►

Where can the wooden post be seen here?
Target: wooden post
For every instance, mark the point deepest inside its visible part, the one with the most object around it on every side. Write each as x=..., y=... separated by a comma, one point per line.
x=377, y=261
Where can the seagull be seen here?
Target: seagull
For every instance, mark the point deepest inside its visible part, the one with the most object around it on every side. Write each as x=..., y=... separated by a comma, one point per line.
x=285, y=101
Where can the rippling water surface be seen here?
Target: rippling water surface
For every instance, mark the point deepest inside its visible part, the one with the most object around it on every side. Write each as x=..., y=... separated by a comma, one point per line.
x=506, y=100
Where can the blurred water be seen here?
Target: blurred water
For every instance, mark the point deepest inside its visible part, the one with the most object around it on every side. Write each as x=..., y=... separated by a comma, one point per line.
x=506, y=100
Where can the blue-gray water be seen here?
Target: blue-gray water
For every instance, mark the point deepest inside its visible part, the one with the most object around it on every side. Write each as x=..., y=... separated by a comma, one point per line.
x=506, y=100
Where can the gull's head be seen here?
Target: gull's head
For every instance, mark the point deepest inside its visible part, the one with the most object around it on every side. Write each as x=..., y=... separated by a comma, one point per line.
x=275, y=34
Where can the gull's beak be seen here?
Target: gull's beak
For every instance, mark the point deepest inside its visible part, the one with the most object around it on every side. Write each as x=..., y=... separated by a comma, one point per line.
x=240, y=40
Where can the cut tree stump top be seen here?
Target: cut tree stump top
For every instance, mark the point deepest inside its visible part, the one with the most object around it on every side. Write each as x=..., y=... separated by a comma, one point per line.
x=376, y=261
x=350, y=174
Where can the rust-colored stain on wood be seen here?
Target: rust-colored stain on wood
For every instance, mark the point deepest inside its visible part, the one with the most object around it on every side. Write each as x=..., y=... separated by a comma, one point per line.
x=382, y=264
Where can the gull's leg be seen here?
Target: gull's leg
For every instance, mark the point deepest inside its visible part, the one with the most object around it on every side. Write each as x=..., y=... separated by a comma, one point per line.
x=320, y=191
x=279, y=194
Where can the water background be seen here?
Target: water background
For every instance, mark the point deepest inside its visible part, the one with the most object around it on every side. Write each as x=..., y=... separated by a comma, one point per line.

◄

▸ **What to work on**: What is needed is an exact copy of the lines above, from the one containing "Target: rippling water surface" through the one containing "Target: gull's head", with nothing added.

▸ **Exercise solution**:
Target: rippling water surface
For every instance, mark the point deepest inside its visible part, the one with the most object around it on every side. Write each as x=..., y=... separated by a comma, one point per line.
x=506, y=100
Where can the blurred water be seen here?
Target: blurred water
For every instance, mark the point deepest inside its visible part, the one with the most object around it on every side. Write each as x=..., y=... separated by a comma, one point per line.
x=506, y=100
Where can the blue-gray water be seen here?
Target: blue-gray water
For every instance, mark the point deepest inside its visible part, the one with the most object around it on every side. Write each as x=..., y=... separated by a comma, one point per line.
x=506, y=100
Where can the gull's head be seen here?
Target: gull's head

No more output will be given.